> **RECORDS**
---
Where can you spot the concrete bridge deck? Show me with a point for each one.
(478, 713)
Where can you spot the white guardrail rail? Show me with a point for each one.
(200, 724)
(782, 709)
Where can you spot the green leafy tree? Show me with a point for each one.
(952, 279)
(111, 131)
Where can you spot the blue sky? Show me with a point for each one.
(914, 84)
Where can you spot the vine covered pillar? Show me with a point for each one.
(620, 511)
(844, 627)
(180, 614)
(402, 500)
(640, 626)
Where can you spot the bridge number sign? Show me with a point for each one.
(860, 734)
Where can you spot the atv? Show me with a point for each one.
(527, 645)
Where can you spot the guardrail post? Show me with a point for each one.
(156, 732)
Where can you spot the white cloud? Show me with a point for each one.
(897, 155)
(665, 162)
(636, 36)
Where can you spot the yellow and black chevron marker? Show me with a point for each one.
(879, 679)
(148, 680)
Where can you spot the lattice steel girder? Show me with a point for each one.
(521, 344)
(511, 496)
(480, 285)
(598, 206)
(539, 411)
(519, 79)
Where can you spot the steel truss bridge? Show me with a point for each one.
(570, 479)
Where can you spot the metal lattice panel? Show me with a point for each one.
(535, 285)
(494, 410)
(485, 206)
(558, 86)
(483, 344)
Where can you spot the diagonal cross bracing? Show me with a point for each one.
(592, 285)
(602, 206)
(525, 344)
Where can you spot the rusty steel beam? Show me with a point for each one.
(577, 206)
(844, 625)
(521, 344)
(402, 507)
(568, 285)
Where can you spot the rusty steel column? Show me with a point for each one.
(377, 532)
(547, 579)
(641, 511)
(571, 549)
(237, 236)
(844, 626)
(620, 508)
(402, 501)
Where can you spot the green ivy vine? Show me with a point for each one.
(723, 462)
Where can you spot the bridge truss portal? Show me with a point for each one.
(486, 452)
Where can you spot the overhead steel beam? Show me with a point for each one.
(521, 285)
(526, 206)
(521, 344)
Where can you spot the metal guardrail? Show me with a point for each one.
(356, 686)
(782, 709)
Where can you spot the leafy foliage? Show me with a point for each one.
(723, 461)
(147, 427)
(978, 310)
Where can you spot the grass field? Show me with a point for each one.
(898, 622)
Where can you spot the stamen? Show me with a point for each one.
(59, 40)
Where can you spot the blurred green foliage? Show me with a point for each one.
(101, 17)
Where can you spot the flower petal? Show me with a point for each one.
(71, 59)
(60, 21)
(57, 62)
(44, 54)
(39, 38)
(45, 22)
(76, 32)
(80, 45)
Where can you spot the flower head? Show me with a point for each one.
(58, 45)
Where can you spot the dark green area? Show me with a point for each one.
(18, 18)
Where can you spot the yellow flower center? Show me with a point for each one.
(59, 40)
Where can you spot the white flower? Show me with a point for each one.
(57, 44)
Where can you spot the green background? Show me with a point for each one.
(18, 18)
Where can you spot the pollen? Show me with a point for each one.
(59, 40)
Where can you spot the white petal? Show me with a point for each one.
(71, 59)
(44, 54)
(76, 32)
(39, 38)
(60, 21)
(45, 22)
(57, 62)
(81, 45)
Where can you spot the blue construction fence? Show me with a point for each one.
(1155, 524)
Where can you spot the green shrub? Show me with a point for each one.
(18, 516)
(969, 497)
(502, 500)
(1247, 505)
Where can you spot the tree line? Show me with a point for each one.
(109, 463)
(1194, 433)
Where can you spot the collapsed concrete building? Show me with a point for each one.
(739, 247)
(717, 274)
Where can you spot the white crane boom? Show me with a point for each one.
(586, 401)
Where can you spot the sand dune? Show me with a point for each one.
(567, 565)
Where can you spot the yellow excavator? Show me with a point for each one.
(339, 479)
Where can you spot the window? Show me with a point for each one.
---
> **THE PROBLEM**
Each line from the one containing "Where can you spot the green background?" to the last line above must be returned exactly, and no line outside that range.

> **RESULT OF THE TASK**
Where can you spot the green background? Show me with a point for each one.
(18, 18)
Where can you spot the pollen? Show me with a point for each one.
(59, 40)
Where can you spot the white petal? Show me with a point for each one.
(71, 59)
(44, 54)
(76, 32)
(39, 38)
(60, 21)
(45, 22)
(57, 62)
(81, 45)
Where can you spot the blue construction fence? Show me with a point for each one.
(1155, 524)
Where can you spot the green shrub? Show me with a point for each one.
(18, 516)
(969, 497)
(502, 500)
(1247, 505)
Where can you spot the tree line? Show me with a point for each one.
(109, 463)
(1194, 433)
Where can you spot the collapsed concrete building? Show me with a point for each one.
(739, 247)
(717, 274)
Where can you spot the white crane boom? Show me with a point for each one.
(586, 401)
Where can you spot the sand dune? Show me with a point for each one.
(567, 565)
Where can you spot the yellow excavator? Show me with a point for each one.
(339, 479)
Where can you spot the window? Show me with a point for each one.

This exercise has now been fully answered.